'''

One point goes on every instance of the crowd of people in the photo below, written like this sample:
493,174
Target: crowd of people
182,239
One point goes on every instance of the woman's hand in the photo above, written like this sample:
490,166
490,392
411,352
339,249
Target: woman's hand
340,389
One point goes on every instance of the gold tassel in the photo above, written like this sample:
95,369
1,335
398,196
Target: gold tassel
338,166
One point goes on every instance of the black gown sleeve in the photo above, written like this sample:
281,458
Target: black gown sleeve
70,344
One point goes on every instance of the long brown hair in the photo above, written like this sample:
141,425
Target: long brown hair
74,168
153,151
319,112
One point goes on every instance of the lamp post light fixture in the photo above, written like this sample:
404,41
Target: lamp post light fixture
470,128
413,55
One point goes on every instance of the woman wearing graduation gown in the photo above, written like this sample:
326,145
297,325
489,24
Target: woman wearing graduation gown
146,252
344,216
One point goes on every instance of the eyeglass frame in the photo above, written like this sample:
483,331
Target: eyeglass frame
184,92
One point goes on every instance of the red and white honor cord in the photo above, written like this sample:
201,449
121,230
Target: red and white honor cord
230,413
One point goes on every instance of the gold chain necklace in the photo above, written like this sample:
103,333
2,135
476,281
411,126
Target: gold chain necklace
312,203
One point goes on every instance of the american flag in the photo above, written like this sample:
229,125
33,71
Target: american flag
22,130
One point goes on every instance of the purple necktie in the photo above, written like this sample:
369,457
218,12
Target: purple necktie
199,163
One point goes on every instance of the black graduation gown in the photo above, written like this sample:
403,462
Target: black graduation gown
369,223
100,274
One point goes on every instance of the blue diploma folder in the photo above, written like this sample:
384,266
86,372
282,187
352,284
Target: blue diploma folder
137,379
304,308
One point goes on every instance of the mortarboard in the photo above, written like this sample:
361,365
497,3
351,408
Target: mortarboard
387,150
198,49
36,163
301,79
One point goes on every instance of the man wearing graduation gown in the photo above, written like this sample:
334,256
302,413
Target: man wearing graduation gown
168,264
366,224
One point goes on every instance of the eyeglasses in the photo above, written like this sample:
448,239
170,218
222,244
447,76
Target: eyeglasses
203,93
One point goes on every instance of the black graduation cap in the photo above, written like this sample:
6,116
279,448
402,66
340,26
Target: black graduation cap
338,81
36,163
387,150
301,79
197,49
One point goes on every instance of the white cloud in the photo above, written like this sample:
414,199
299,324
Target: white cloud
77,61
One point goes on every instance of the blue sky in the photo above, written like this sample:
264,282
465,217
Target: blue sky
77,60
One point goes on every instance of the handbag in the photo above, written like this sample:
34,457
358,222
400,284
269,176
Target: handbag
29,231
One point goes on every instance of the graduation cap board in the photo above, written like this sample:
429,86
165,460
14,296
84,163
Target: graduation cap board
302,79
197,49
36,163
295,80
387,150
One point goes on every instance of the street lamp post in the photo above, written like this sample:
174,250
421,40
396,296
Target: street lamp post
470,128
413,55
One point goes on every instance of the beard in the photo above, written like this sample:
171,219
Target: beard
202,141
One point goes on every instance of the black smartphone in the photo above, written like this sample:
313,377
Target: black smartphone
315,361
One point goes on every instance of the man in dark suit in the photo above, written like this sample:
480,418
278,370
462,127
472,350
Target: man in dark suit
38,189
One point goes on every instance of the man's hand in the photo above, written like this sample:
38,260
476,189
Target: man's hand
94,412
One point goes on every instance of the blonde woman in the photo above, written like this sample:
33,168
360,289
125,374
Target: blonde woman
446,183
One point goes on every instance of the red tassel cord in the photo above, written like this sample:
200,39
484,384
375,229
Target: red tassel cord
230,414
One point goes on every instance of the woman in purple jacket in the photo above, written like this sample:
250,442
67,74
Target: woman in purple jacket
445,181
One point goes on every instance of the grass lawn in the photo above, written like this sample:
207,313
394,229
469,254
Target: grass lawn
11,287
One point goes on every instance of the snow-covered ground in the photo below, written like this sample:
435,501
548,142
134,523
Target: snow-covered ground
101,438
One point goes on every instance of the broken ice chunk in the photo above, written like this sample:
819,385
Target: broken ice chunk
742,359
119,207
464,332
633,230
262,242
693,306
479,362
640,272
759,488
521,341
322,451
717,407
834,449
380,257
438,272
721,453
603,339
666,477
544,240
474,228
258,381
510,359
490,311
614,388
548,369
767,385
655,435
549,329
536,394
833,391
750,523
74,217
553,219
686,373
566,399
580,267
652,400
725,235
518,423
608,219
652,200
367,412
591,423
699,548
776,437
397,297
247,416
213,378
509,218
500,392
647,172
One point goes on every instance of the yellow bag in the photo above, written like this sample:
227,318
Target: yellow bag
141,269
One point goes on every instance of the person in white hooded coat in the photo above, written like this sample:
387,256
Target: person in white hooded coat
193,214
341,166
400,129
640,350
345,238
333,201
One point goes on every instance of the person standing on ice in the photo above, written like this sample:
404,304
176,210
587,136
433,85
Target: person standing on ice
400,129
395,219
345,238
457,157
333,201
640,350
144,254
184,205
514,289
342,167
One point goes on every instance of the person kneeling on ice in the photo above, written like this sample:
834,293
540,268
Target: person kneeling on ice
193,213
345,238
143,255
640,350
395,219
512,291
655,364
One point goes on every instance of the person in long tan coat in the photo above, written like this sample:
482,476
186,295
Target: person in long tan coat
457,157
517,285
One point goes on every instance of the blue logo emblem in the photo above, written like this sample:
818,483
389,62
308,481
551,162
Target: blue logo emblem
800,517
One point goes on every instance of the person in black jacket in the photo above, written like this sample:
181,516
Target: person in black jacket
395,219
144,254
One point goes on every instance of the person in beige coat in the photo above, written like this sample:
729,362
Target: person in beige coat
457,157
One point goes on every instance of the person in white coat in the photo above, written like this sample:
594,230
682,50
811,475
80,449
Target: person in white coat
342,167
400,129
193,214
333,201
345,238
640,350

'''

Goal:
From the first line to the last, retype the data exactly.

Reply:
One point goes on every instance of the crowd of people in the photo below, written like this sample:
493,174
Target: crowd of people
182,239
One point goes on every instance of the woman's hand in the photo above, written like this sample:
490,166
490,392
411,352
339,249
Target: woman's hand
340,389
One point goes on every instance of the gold tassel in the photo above, written like this sample:
95,369
1,335
398,196
Target: gold tassel
338,166
One point goes on every instance of the black gown sleeve in the photo above, written like this sample:
281,458
Target: black gown sleeve
70,344
One point goes on every instance of the long brown hair in the photo above, written like this sample:
141,425
Target: long brown hair
74,168
153,151
319,112
One point goes on every instance of the lamp post light fixture in the photo above, written like this sample:
404,41
Target: lamp post light fixture
470,128
413,55
One point goes on every instance of the woman wearing graduation gown in the photo above, written like this sample:
326,145
297,325
489,24
Target: woman wearing graduation gown
146,252
344,216
One point goes on every instance of the eyeglass frame in the photo above, written like this sample:
483,331
Target: eyeglass frame
184,92
One point goes on every instance of the red and white honor cord in the photo above, written like this sample:
201,449
121,230
Target: red and white honor cord
230,413
One point goes on every instance of the gold chain necklace in the photo above, written like this sample:
103,333
2,135
476,281
411,126
Target: gold chain necklace
312,203
One point goes on every instance of the american flag in the photo above, written like this sample:
229,125
33,71
Target: american flag
22,130
One point goes on every instance of the purple necktie in the photo above, written like this sample:
369,457
218,12
Target: purple necktie
199,163
One point goes on every instance of the black graduation gown in the photo above, written like this sample:
403,462
Target: black graduation gown
369,223
100,274
One point goes on every instance of the blue diploma folder in the photo above, written like this sample:
384,266
86,372
282,187
352,284
Target: blue diploma folder
137,379
304,308
One point goes on every instance of the mortarboard in the photo above, written like this sample:
361,365
497,3
351,408
Target: mortarboard
387,150
198,49
36,163
301,79
One point goes on every instance of the man wearing graduation gown in the photo above, written like this sample:
334,256
302,413
Target: man wearing graduation gown
168,264
366,224
One point goes on every instance of the eyeglasses in the photo above, written like this sample:
448,239
170,218
222,244
447,76
Target: eyeglasses
203,93
One point goes on every instance of the black graduation cap in the photo above, written like this sample:
6,116
279,448
402,66
340,26
Target: black graduation cap
338,81
36,163
387,150
301,79
197,49
One point goes on every instance of the white cloud in the photo above, written like this sample:
414,199
299,324
Target: white cloud
77,61
One point goes on every instance of the blue sky in the photo above, written like this sample:
264,282
465,217
Target: blue sky
77,60
One point goes on every instance of the handbag in the photo above, written like this sample:
34,457
358,222
400,284
269,176
Target: handbag
29,231
One point goes on every instance of the graduation cap board in the photo above, written like this sample:
429,86
165,460
14,296
84,163
Target: graduation cap board
302,79
197,49
36,163
295,80
387,150
One point goes on every instance of the street lamp post in the photo above, written like this sample:
174,250
421,40
396,296
Target: street lamp post
470,128
413,55
One point goes on every instance of the beard in the photo above, written like this sample:
171,219
Target: beard
202,141
One point goes on every instance of the black smartphone in the photo above, written like this sample:
313,377
Target: black smartphone
315,361
One point goes on every instance of the man in dark suit in the photo above, written like this sample:
480,418
278,370
462,127
472,350
Target: man in dark suit
38,189
One point goes on every instance of the man's hand in the photo above, written like this sample:
38,260
476,189
Target: man's hand
94,412
One point goes on every instance of the blonde woman in the photo above, written like this sample:
33,168
360,289
125,374
Target: blonde woman
446,183
One point goes on every instance of the red tassel cord in the photo above, written like this sample:
200,39
484,384
375,229
Target: red tassel cord
230,414
One point goes on every instance of the woman in purple jacket in the photo above, written like this sample:
250,442
67,74
Target: woman in purple jacket
445,181
One point goes on every instance of the grass lawn in the photo above, written like this sample:
207,313
394,229
469,254
Target: grass lawn
11,287
One point goes on every instance of the snow-covered ground in the photo below, written like this sample:
435,501
548,142
134,523
Target: snow-covered ground
101,438
One point goes on every instance of the broken ice chunk in the photo above, written like this sample:
819,385
Target: broken ice chunk
742,359
119,207
464,332
633,230
262,242
693,306
479,362
640,272
759,488
521,341
322,451
717,407
834,449
380,257
438,272
721,453
603,339
666,477
544,240
474,228
258,381
510,359
490,311
614,388
548,369
767,385
655,435
549,329
536,394
833,391
750,523
74,217
553,219
686,373
566,399
580,267
652,400
725,235
518,423
608,219
652,200
367,412
591,423
699,548
776,437
397,297
247,416
213,378
509,218
500,392
647,172
One point goes on every instance of the yellow bag in the photo above, written like this sample:
227,318
Target: yellow bag
141,269
One point goes on every instance of the person in white hooded coat in the photo above, written like this sample:
387,256
Target: person in white hooded coat
193,214
341,166
400,129
640,350
345,238
333,201
One point goes on every instance of the person standing on ice in the photo above, written like this sample:
404,304
176,210
587,136
433,85
Target: person standing on ice
400,129
395,219
345,238
457,157
333,201
640,350
144,254
184,205
514,289
342,167
One point goes on every instance of the person kneeling on ice in the photo above, written like this sample:
834,293
540,268
Target: person kneeling on ice
193,213
345,238
143,255
640,350
395,219
512,291
655,364
One point goes on every instance of the person in long tan coat in the photo above, written like this sample:
482,476
186,295
Target: person in long tan coat
457,157
517,285
One point goes on every instance of the blue logo emblem in the photo above, written like this sample:
818,483
389,62
308,481
551,162
Target: blue logo emblem
800,517
One point goes on every instance of the person in black jacket in the photo above, written like this sample:
181,516
Target: person in black jacket
395,219
144,254
One point goes on every instance of the person in beige coat in the photo above, written like this sample:
729,362
Target: person in beige coat
457,157
One point goes on every instance of the person in white coat in the photo above, written like this sample:
594,230
682,50
811,475
80,449
Target: person in white coat
342,167
400,129
193,214
333,201
345,238
640,350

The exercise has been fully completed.